Passage to read -
####
Judge: Michael E. Whitaker, Case: 19SMCV01966, Date: 2024-12-19 Tentative Ruling



Case Number: 19SMCV01966    Hearing Date: December 19, 2024    Dept: 207

TENTATIVE RULING

 

DEPARTMENT

207

HEARING DATE

December 19, 2024

CASE NUMBER

19SMCV01966

MOTION

Motion for Determination of Good Faith Settlement

MOVING PARTIES

Defendants and Cross-Defendants David Trumball dba Sure Light Electric and Sure Light Electric, Inc.

OPPOSING PARTY

(none)

 

BACKGROUND

 

This case arises from alleged construction defects to the home of Plaintiffs Michael Levine and Zorbey Ozdilek (“Plaintiffs”).  Plaintiffs brought suit against the architects, general contractor, and subcontractors who worked on the project.

 

Moving Defendants David Trumball dba Sure Light Electric and Sure Light Electric, Inc. (“Defendants”), were hired as subcontractors on the project by general contractor Denver Thomas Dale IV, dba Residential Construction Co. (“Dale”).  In addition to being named as Defendants in Plaintiffs’ operative Fourth Amended Complaint (“4AC”), Defendants are also named as cross-defendants in Dale’s cross-complaint. 

 

On October 17, 2023, the Court approved the good faith settlement between Plaintiffs and Defendant subcontractor E & J Lopez Plumbing, Inc. in the amount of $120,000 and between Defendant/Cross-Complainant Denver Thomas Dale IV dba Residential Construction Company and Cross-Defendant E & J Lopez Plumbing in the amount of $30,000.

 

On January 24, 2024, the Court approved the good faith settlement between Plaintiff and Defendant Rapid Duct Testing, the HVAC subcontractor who worked on the project, in the amount of $50,000.

 

Defendants now move for determination of a good faith settlement among themselves on the one hand, and Plaintiffs and Dale on the other hand (together, “Settling Parties”) in the amount of $110,000, payable to Plaintiffs.  In exchange for Defendants’ payment to Plaintiffs, both Plaintiffs and Dale will dismiss the respective 4AC and operative Cross-Complaint against Defendants.  The Settling Parties agree to waive their respective attorneys’ fees and costs.  Defendants’ motion is unopposed.

 

ANALYSIS

 

A.    THE LAW GOVERNING GOOD FAITH SETTLEMENTS

 

Under section 877.6 of the Code of Civil Procedure,[1]  “[a] determination by the court that [a] settlement was made in good faith shall bar any other joint tortfeasor . . . from any further claims against the settling tortfeasor . . . for equitable comparative contribution, or partial or comparative indemnity, based on comparative negligence or comparative fault.”  (§ 877.6, subd. (c).)  Additionally, a determination that a settlement was made in good faith will reduce the claims against the non-settling defendants by the amount specified in the settlement agreement.  (§ 877.6, subd. (a).)  “The party asserting the lack of good faith has the burden of proof on that issue.”  (§ 877.6, subd. (d).)
####
Listing -
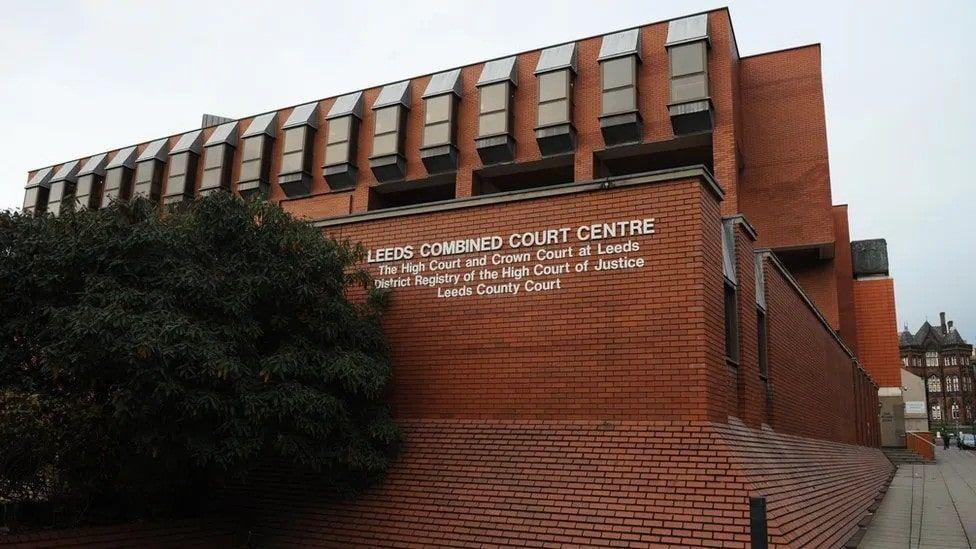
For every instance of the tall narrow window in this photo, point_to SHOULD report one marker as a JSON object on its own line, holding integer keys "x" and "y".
{"x": 63, "y": 187}
{"x": 555, "y": 72}
{"x": 341, "y": 140}
{"x": 118, "y": 176}
{"x": 257, "y": 142}
{"x": 496, "y": 92}
{"x": 149, "y": 170}
{"x": 91, "y": 178}
{"x": 731, "y": 301}
{"x": 731, "y": 324}
{"x": 218, "y": 154}
{"x": 687, "y": 44}
{"x": 438, "y": 150}
{"x": 763, "y": 337}
{"x": 620, "y": 120}
{"x": 182, "y": 178}
{"x": 38, "y": 191}
{"x": 386, "y": 159}
{"x": 295, "y": 177}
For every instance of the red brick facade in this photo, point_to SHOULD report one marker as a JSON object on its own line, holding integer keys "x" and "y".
{"x": 604, "y": 410}
{"x": 877, "y": 332}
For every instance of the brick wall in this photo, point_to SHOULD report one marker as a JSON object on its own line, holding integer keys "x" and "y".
{"x": 785, "y": 181}
{"x": 620, "y": 344}
{"x": 843, "y": 266}
{"x": 816, "y": 391}
{"x": 877, "y": 332}
{"x": 602, "y": 483}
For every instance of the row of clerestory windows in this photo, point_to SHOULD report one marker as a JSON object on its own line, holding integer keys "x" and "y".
{"x": 169, "y": 174}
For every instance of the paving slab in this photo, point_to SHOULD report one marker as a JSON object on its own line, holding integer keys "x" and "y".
{"x": 928, "y": 505}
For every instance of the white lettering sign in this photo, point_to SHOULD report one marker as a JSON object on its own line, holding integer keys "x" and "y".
{"x": 509, "y": 265}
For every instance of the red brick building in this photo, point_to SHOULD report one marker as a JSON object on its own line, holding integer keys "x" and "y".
{"x": 622, "y": 304}
{"x": 943, "y": 359}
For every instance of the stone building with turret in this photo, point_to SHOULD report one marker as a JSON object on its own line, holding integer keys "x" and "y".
{"x": 940, "y": 356}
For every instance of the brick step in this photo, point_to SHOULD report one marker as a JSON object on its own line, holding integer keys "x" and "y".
{"x": 899, "y": 456}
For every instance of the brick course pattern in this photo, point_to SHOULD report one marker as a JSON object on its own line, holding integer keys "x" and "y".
{"x": 467, "y": 483}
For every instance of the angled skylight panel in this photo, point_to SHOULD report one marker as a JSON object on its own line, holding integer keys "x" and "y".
{"x": 118, "y": 176}
{"x": 67, "y": 172}
{"x": 183, "y": 160}
{"x": 38, "y": 190}
{"x": 218, "y": 156}
{"x": 295, "y": 176}
{"x": 620, "y": 44}
{"x": 190, "y": 141}
{"x": 687, "y": 44}
{"x": 351, "y": 104}
{"x": 620, "y": 120}
{"x": 63, "y": 186}
{"x": 264, "y": 124}
{"x": 90, "y": 180}
{"x": 496, "y": 91}
{"x": 94, "y": 165}
{"x": 394, "y": 94}
{"x": 126, "y": 158}
{"x": 386, "y": 158}
{"x": 445, "y": 82}
{"x": 303, "y": 115}
{"x": 149, "y": 170}
{"x": 688, "y": 29}
{"x": 499, "y": 70}
{"x": 224, "y": 134}
{"x": 257, "y": 142}
{"x": 155, "y": 151}
{"x": 341, "y": 140}
{"x": 557, "y": 58}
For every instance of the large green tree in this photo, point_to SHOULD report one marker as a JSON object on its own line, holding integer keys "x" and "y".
{"x": 147, "y": 356}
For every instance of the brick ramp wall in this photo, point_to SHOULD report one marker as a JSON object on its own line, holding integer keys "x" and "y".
{"x": 187, "y": 533}
{"x": 816, "y": 491}
{"x": 535, "y": 483}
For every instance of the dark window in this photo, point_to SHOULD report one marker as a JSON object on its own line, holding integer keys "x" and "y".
{"x": 251, "y": 158}
{"x": 689, "y": 72}
{"x": 763, "y": 337}
{"x": 731, "y": 324}
{"x": 437, "y": 120}
{"x": 386, "y": 139}
{"x": 494, "y": 107}
{"x": 619, "y": 85}
{"x": 293, "y": 154}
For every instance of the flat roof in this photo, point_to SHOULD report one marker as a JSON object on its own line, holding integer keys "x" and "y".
{"x": 538, "y": 48}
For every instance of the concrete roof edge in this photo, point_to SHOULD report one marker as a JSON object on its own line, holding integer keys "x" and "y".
{"x": 659, "y": 176}
{"x": 411, "y": 78}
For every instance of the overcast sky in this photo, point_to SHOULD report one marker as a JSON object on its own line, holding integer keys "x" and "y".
{"x": 900, "y": 82}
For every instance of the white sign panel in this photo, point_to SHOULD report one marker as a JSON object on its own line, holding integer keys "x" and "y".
{"x": 513, "y": 264}
{"x": 914, "y": 407}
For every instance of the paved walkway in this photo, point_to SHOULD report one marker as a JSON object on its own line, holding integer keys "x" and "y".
{"x": 928, "y": 505}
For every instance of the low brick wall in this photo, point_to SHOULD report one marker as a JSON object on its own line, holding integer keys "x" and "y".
{"x": 183, "y": 533}
{"x": 921, "y": 443}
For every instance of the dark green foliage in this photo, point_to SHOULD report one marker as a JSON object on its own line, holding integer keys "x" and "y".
{"x": 144, "y": 358}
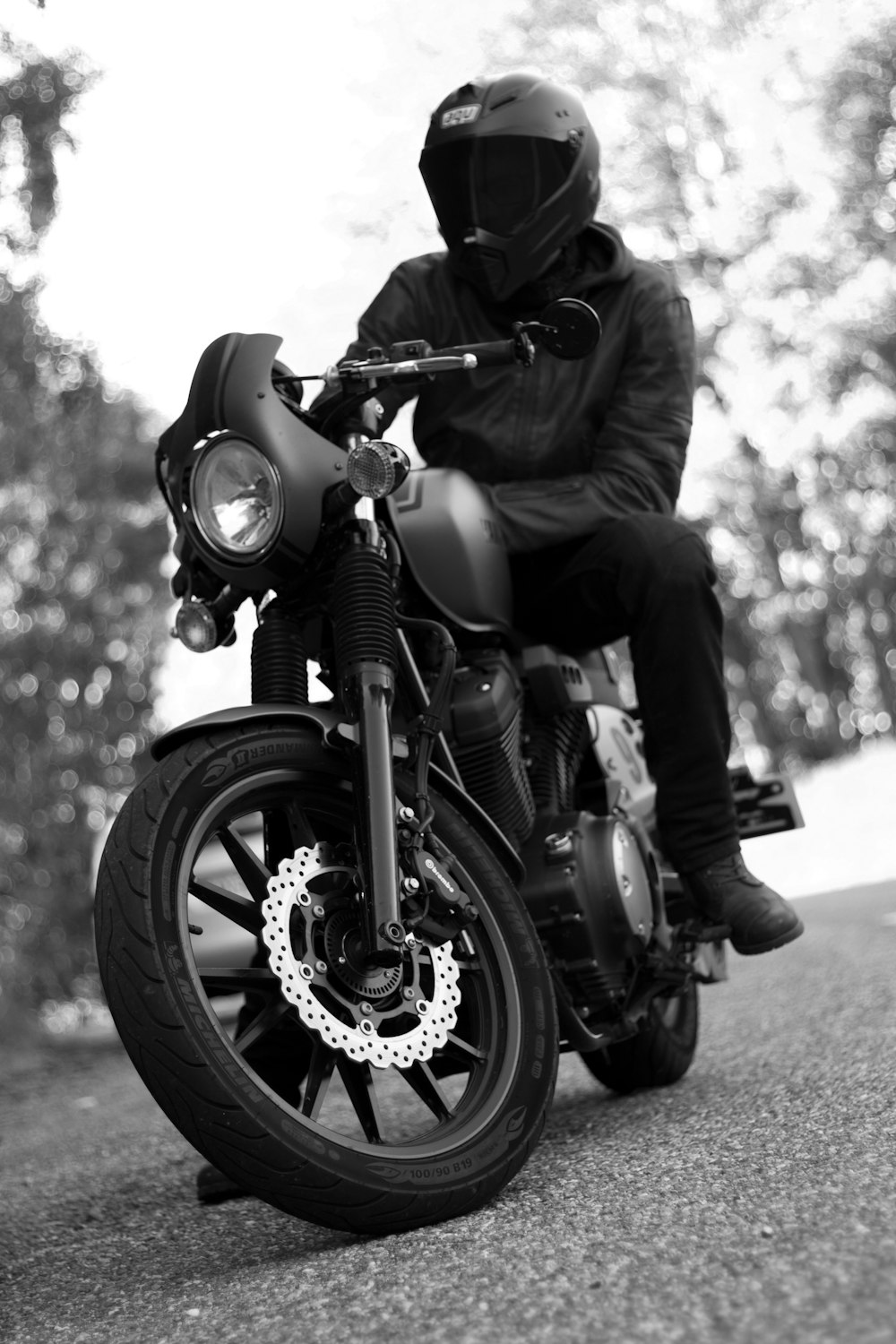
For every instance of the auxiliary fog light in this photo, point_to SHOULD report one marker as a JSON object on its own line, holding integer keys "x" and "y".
{"x": 376, "y": 468}
{"x": 199, "y": 628}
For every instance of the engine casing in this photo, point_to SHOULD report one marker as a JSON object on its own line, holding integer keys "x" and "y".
{"x": 592, "y": 892}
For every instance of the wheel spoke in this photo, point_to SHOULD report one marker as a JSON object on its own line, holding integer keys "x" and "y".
{"x": 319, "y": 1078}
{"x": 249, "y": 867}
{"x": 287, "y": 830}
{"x": 463, "y": 1048}
{"x": 426, "y": 1086}
{"x": 239, "y": 909}
{"x": 228, "y": 980}
{"x": 359, "y": 1085}
{"x": 269, "y": 1016}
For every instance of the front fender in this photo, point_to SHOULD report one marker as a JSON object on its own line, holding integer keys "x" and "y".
{"x": 325, "y": 719}
{"x": 328, "y": 722}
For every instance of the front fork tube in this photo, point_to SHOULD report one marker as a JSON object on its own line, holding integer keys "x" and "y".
{"x": 374, "y": 691}
{"x": 365, "y": 628}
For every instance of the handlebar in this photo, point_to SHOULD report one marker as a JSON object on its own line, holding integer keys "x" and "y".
{"x": 418, "y": 359}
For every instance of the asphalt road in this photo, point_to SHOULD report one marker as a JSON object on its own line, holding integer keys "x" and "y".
{"x": 753, "y": 1202}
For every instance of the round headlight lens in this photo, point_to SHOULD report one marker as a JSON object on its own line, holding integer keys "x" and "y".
{"x": 237, "y": 497}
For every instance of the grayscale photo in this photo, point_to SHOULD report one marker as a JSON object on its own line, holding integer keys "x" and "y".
{"x": 447, "y": 672}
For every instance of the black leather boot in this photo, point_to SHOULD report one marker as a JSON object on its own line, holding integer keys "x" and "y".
{"x": 758, "y": 917}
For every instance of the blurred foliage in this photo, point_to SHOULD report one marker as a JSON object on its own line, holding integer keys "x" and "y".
{"x": 81, "y": 542}
{"x": 751, "y": 145}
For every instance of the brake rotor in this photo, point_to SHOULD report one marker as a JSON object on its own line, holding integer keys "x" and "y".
{"x": 314, "y": 941}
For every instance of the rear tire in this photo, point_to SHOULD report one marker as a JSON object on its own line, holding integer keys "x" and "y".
{"x": 363, "y": 1147}
{"x": 659, "y": 1054}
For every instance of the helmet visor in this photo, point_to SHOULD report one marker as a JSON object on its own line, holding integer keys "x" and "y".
{"x": 493, "y": 183}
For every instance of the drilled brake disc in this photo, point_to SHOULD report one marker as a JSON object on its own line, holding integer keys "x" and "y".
{"x": 386, "y": 1015}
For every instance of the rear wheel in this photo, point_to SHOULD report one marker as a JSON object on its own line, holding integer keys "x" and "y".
{"x": 374, "y": 1099}
{"x": 659, "y": 1054}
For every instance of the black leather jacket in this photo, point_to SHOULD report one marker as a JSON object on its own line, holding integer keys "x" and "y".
{"x": 563, "y": 445}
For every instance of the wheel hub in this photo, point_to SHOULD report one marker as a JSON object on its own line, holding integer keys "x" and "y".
{"x": 384, "y": 1015}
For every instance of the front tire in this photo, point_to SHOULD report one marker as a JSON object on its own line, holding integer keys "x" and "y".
{"x": 659, "y": 1054}
{"x": 370, "y": 1142}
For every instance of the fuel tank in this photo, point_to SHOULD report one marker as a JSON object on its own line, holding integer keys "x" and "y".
{"x": 452, "y": 547}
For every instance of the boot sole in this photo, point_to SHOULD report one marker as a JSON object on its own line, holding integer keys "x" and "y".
{"x": 755, "y": 949}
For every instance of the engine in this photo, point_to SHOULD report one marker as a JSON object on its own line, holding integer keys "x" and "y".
{"x": 487, "y": 741}
{"x": 591, "y": 889}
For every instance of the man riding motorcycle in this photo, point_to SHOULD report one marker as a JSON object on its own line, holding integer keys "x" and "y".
{"x": 582, "y": 459}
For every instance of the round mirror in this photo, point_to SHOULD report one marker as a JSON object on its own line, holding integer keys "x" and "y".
{"x": 573, "y": 328}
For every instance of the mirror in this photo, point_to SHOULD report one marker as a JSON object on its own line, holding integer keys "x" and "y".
{"x": 567, "y": 328}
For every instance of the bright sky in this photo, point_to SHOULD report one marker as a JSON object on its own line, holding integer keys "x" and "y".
{"x": 223, "y": 161}
{"x": 241, "y": 167}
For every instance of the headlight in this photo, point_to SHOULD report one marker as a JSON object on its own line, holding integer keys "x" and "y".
{"x": 237, "y": 497}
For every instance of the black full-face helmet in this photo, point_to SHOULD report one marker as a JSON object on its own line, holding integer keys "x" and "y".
{"x": 513, "y": 171}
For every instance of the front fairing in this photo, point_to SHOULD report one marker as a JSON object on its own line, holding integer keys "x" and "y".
{"x": 233, "y": 390}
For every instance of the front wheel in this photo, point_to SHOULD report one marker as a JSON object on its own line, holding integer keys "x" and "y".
{"x": 230, "y": 948}
{"x": 659, "y": 1054}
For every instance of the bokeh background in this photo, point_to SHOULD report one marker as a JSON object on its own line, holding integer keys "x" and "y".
{"x": 177, "y": 171}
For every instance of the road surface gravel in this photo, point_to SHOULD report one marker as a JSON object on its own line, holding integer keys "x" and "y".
{"x": 753, "y": 1202}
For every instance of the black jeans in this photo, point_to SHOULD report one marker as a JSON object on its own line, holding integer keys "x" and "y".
{"x": 650, "y": 578}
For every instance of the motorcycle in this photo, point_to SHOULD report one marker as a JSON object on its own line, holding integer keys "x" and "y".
{"x": 443, "y": 875}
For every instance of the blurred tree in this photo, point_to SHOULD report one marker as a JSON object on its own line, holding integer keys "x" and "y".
{"x": 751, "y": 144}
{"x": 80, "y": 575}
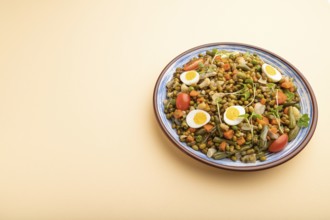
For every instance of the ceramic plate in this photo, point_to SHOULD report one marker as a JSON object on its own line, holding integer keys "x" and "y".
{"x": 308, "y": 106}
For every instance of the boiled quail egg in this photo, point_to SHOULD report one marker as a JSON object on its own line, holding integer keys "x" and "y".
{"x": 232, "y": 113}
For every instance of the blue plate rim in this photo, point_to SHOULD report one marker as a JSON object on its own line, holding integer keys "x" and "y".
{"x": 239, "y": 168}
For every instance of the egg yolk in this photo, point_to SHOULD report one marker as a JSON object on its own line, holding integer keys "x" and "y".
{"x": 199, "y": 118}
{"x": 190, "y": 75}
{"x": 270, "y": 70}
{"x": 232, "y": 113}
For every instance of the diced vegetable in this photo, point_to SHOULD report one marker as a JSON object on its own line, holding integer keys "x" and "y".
{"x": 183, "y": 101}
{"x": 193, "y": 64}
{"x": 279, "y": 143}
####
What to do -
1 > In the tentative ruling, what amount will the moving defendants pay Plaintiffs under the proposed settlement?
2 > Please write the next part of the tentative ruling, continuing right after its last sentence.

Answers to the exercises -
1 > $110,000.

2 >
 

Section 877.6 requires “that the courts review [settlement] agreements made under its aegis to insure that the settlements appropriately balance the . . . statute’s dual objectives” (i.e., providing an “equitable sharing of costs among the parties at fault” and encouraging parties to resolve their disputes by way of settlement).  (Tech-Bilt, Inc. v. Woodward-Clyde & Associates (1985) 38 Cal.3d 488, 494 (hereafter Tech-Bilt).)  In Tech-Bilt, the California Supreme Court set forth the factors to consider when determining whether a settlement was made in good faith.  The Tech-Bilt factors are: (1) a rough approximation of plaintiff’s total recovery and the settlor’s proportionate liability; (2) the amount paid in settlement; (3) the allocation of settlement proceeds among plaintiffs; (4) a recognition that a settlor should pay less in settlement than he would if he were found liable after a trial; (5) the financial conditions and insurance policy limits of settling defendants; and (6) the existence of collusion, fraud, or tortious conduct aimed to injure the interests of the non-settling defendants.  (Id. at pp. 498-501.)  “Practical considerations obviously require that the [trial court’s] evaluation [of the settlement] be made on the basis of information available at the time of settlement.”  (Id. at p. 499.)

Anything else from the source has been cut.